Every record that follows needs to be written out again, exactly.

-.-.-

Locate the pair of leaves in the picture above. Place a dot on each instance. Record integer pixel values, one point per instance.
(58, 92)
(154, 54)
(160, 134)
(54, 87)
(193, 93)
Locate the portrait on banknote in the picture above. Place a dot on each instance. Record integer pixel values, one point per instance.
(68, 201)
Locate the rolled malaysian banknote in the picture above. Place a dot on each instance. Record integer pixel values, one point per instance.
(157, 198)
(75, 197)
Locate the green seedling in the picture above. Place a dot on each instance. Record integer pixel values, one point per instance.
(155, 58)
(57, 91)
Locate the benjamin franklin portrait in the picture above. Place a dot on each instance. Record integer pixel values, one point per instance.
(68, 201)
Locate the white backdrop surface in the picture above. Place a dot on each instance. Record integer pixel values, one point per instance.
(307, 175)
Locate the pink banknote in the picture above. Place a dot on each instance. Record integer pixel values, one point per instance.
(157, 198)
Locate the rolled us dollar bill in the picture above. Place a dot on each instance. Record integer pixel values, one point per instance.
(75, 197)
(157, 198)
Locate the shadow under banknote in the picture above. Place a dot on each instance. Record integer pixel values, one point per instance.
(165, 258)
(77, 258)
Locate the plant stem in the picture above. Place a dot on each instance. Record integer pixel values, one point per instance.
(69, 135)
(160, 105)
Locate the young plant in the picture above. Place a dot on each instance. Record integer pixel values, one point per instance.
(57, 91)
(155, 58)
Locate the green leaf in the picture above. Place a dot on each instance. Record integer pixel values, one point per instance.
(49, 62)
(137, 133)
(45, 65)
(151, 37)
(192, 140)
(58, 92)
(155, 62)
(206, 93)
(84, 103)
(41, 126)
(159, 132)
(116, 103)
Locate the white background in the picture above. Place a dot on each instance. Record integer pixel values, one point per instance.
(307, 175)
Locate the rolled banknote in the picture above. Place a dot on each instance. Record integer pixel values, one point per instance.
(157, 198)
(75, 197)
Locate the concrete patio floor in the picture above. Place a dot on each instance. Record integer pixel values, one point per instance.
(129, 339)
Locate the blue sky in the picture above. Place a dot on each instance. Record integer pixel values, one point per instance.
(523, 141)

-.-.-

### Response area
Locate the pair of leaves in the picture above. Place a dot on each instance. Record integer pixel values, one point per instance.
(58, 92)
(154, 54)
(160, 134)
(54, 87)
(193, 93)
Locate the portrait on banknote in the picture above. Place a dot on each instance. Record integer pixel values, one point per instance.
(68, 201)
Locate the rolled malaysian banknote in the picture above. Place a dot on each instance. Record integer pixel values, one point per instance.
(157, 198)
(75, 197)
Locate the green seedling in the picture above. Place a dot on each instance. Record integer pixel values, one point per instance.
(155, 58)
(57, 91)
Locate the benjamin franklin portrait in the picture above. Place a dot on each instance. Record integer pixel values, one point per instance.
(68, 201)
Locate the white backdrop surface in the picture above. Place a dot on each instance. Record integer pixel values, one point per instance.
(307, 175)
Locate the pink banknote in the picture above. Place a dot on each instance. Record integer pixel values, one point per instance.
(157, 198)
Locate the rolled us dollar bill in the picture above. Place a dot on each instance. Record integer pixel values, one point per instance.
(75, 197)
(157, 198)
Locate the shadow under banknote in the picture above. Place a dot on each instance. Record integer pixel values, one point per instance.
(165, 258)
(77, 258)
Locate the plant stem in the picture above. Place a dot on each instance. Record integer pixel values, one point per instance.
(69, 135)
(160, 105)
Locate the young plant in the picture above. Place a dot on each instance. Record integer pixel values, one point per instance.
(57, 91)
(155, 58)
Locate the green leaf in the picture above. Place a dot on each instance. Record integer pixel values, one point per instance.
(49, 62)
(137, 133)
(45, 65)
(151, 37)
(192, 140)
(58, 92)
(155, 62)
(206, 93)
(84, 103)
(41, 126)
(159, 132)
(116, 103)
Locate the white background in the picture above. Place a dot on each instance. Record integer pixel values, one point per instance.
(307, 175)
Locate the rolled banknote in the picture above. Place a dot on each instance. Record integer pixel values, one point per instance.
(157, 198)
(75, 197)
Locate the concrete patio floor in the picture above. Place a dot on each instance. Record integer pixel values, one point per instance.
(129, 339)
Locate the blue sky in the picture above. Place a dot on each instance. Record integer pixel values, one point per instance.
(523, 141)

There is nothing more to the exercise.